> **The problem**:
Each line of the material must appear again in the answer, exactly.

> **Data records**:
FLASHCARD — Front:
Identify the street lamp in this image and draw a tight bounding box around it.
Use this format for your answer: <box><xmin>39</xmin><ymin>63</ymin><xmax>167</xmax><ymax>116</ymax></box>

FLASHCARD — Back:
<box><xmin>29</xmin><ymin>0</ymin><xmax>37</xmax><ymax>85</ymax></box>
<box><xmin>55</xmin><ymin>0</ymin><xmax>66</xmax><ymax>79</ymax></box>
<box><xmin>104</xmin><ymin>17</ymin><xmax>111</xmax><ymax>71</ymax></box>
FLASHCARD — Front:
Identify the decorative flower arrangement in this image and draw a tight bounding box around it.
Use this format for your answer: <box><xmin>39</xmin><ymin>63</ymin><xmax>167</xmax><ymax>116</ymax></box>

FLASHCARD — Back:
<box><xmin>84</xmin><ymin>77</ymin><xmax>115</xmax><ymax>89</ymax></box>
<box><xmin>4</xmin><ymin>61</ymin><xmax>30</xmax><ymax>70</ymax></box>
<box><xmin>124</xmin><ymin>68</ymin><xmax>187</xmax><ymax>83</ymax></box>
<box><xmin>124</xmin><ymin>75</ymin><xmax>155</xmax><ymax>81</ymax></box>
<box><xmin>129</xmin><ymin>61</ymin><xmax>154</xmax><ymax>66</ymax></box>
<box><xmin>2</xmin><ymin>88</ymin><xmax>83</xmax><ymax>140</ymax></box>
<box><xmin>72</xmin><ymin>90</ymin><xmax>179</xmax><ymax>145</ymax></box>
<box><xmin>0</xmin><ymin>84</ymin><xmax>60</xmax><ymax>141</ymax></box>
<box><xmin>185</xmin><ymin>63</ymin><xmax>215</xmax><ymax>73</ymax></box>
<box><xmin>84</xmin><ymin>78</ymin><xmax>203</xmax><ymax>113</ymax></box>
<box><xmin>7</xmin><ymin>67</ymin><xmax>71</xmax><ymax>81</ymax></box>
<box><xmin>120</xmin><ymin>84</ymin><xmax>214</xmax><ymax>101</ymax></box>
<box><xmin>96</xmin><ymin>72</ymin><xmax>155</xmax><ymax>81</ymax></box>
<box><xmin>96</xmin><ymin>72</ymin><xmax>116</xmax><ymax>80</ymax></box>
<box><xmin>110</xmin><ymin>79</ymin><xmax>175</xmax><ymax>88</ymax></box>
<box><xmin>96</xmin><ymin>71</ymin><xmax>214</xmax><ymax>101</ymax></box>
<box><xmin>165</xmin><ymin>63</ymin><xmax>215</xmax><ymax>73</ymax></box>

> **Worked solution**:
FLASHCARD — Front:
Identify the street lamp in this image and draw a tight bounding box around it.
Use this format for your answer: <box><xmin>39</xmin><ymin>63</ymin><xmax>167</xmax><ymax>116</ymax></box>

FLASHCARD — Back:
<box><xmin>29</xmin><ymin>0</ymin><xmax>37</xmax><ymax>85</ymax></box>
<box><xmin>55</xmin><ymin>0</ymin><xmax>66</xmax><ymax>79</ymax></box>
<box><xmin>104</xmin><ymin>17</ymin><xmax>111</xmax><ymax>71</ymax></box>
FLASHCARD — Front:
Identify the decorative flower arrangement in this image and draw a tight bounding box around it.
Use this format for your answer: <box><xmin>39</xmin><ymin>63</ymin><xmax>167</xmax><ymax>116</ymax></box>

FLASHCARD — Back:
<box><xmin>84</xmin><ymin>77</ymin><xmax>115</xmax><ymax>89</ymax></box>
<box><xmin>4</xmin><ymin>61</ymin><xmax>30</xmax><ymax>70</ymax></box>
<box><xmin>124</xmin><ymin>68</ymin><xmax>187</xmax><ymax>83</ymax></box>
<box><xmin>124</xmin><ymin>75</ymin><xmax>155</xmax><ymax>81</ymax></box>
<box><xmin>129</xmin><ymin>61</ymin><xmax>154</xmax><ymax>66</ymax></box>
<box><xmin>2</xmin><ymin>88</ymin><xmax>83</xmax><ymax>140</ymax></box>
<box><xmin>72</xmin><ymin>90</ymin><xmax>179</xmax><ymax>145</ymax></box>
<box><xmin>0</xmin><ymin>84</ymin><xmax>60</xmax><ymax>141</ymax></box>
<box><xmin>185</xmin><ymin>63</ymin><xmax>215</xmax><ymax>73</ymax></box>
<box><xmin>84</xmin><ymin>78</ymin><xmax>203</xmax><ymax>113</ymax></box>
<box><xmin>7</xmin><ymin>67</ymin><xmax>71</xmax><ymax>81</ymax></box>
<box><xmin>120</xmin><ymin>84</ymin><xmax>214</xmax><ymax>101</ymax></box>
<box><xmin>96</xmin><ymin>72</ymin><xmax>155</xmax><ymax>81</ymax></box>
<box><xmin>96</xmin><ymin>72</ymin><xmax>116</xmax><ymax>80</ymax></box>
<box><xmin>110</xmin><ymin>79</ymin><xmax>175</xmax><ymax>88</ymax></box>
<box><xmin>96</xmin><ymin>71</ymin><xmax>214</xmax><ymax>101</ymax></box>
<box><xmin>165</xmin><ymin>63</ymin><xmax>215</xmax><ymax>73</ymax></box>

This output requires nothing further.